Supplied text —
- - - - - - -

Both Journey and destination matter. Sadly ME3's destination was a trainwreck.


This.  A person who goes on a trip might consider a bad journey to be worth it if the destination is great, but I've never seen evidence of the opposite.  A bad destination is often all that is remembered, even if the journey was great.  In the case of ME3, the problem is that a bad destination (one that is distinctly devoid of all emotion except perhaps horror and disgust that all that fun and even work and years of waiting came down to this) may often make you re-evaluate the whole damn trip.

ME1 and 2 hold up fairly well under scrutiny, but certain parts of ME3's journey start to falter under the microscope created by depressing and demented endings ripped from other games and sources.

If you don't like the endings, and you said so, people here have acted like you have no brain of your own and are just saying that to be nasty.  So, you explain what you didn't like and thus begins the trip down a rabbit hole.  In explaining how the endings are just so bad (I had that instant impression of them right away all on my own), you start to explore why you have that gut reaction.  Some reasons are obvious but then people here have demanded (and then ridiculed) your proof of what went wrong.  That only makes other parts of the ME3 journey become even more obvious. 

The beginning-when I played it for the first time I instinctively cringed a lot at what was being shown and said, but if the ending had been good, I could have accepted it enough.  The kid, real or glowy, I never liked him and his dialogue even as an opaque boy, was rather stupid.  The forced emotions Shepard showed for him really turned my stomach.  The fetch quests (reaper tag)-ok, hard to accept this is the galaxy on the brink of extermination when some version of an 80's arcade game is used to find warships in reaper-controlled territory. 

Auto-dialogue.  ME3 starts to feel like one big cutscene with occasional two pronged choices.

EMS-ok, really war assets that are a random set of numbers that are based on what exactly?  Well, my game seems to say they are based upon the ability to repel or even defeat the reapers, but ultimately no, somehow the choices in the citadel know exactly how many war assets matter in order for you to be offered 3.  And those choices apparently think that MP is just as valid as actually lining up war assets to fight the reapers that you never actually fight.

- - - - - - -

Stored records:

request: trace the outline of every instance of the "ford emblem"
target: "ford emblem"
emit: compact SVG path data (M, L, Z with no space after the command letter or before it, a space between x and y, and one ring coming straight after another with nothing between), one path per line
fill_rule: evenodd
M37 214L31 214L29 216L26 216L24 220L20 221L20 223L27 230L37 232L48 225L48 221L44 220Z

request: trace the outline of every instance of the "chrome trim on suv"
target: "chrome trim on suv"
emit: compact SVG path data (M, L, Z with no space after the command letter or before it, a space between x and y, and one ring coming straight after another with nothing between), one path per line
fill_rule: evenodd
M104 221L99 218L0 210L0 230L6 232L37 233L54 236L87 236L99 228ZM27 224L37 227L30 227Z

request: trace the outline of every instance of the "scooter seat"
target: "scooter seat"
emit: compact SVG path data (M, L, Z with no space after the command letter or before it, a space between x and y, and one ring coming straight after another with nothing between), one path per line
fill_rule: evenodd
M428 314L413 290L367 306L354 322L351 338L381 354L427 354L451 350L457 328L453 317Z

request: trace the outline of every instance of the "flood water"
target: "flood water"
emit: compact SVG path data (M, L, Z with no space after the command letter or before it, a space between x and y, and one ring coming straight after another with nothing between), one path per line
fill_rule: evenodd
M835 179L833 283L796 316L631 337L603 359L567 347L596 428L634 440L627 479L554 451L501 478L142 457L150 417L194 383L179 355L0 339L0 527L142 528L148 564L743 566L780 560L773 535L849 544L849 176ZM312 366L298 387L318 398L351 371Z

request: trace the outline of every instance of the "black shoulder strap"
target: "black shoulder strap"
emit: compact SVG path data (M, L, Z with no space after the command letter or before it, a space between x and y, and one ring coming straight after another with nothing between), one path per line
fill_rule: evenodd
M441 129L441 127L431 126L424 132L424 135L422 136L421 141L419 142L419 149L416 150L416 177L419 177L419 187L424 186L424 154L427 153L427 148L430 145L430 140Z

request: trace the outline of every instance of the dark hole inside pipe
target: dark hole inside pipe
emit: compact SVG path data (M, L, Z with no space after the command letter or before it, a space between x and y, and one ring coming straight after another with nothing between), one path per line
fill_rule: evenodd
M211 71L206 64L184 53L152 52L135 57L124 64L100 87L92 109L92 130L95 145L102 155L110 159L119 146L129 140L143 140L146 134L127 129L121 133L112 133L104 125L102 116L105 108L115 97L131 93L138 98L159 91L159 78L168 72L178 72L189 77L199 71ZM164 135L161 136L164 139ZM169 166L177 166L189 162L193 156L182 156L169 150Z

- - - - - - -

Task requirements —
1. In the post about Mass Effect 3's endings, what does the writer say ME3 starts to feel like because of auto-dialogue?
2. Pick up the post about Mass Effect 3's endings after its last sentence and keep writing it.

Responses in order —
1. One big cutscene with occasional two-pronged choices.

2.
Then, there's these carried over decisions like the Collector base.  Amazingly enough whoever created the choices seemed to just figure that Shepard would get to the Collector base and if s/he destroyed it, Shepard would need to get a higher EMS to get to choose control.  If Shepard gave it to TIM, who was controlled into thinking he could control the reapers and who became a kind of target for them (Sanctuary), then whoever made the choices made control a little bit easier to get.  This is an amazing set of circumstances.  Whoever created the choices has them adjust to circumstances that occur in the future, in Shepard's time.  But, none of this really affects the game-they just affect the choices.  It would make sense if the war assets Shepard obtains are used just to make the crucible or protect it, but it's the fact that the choices take into account very specific assets.  Control specifically can hinge on whether or not you save or destroy a specific asset, the base.  That calls into question these choices (it's one thing among many).

The fact is what matters is the journey and the destination.  But, I believe that bad journeys can still be made up for with a great destination.  The opposite is not true.

Okay. Let me take this from the top.
We all know that in the original cut, the endings were Bull***t. They only made more sense when the EC was made. There was marked improvement. The endings are no longer horrible.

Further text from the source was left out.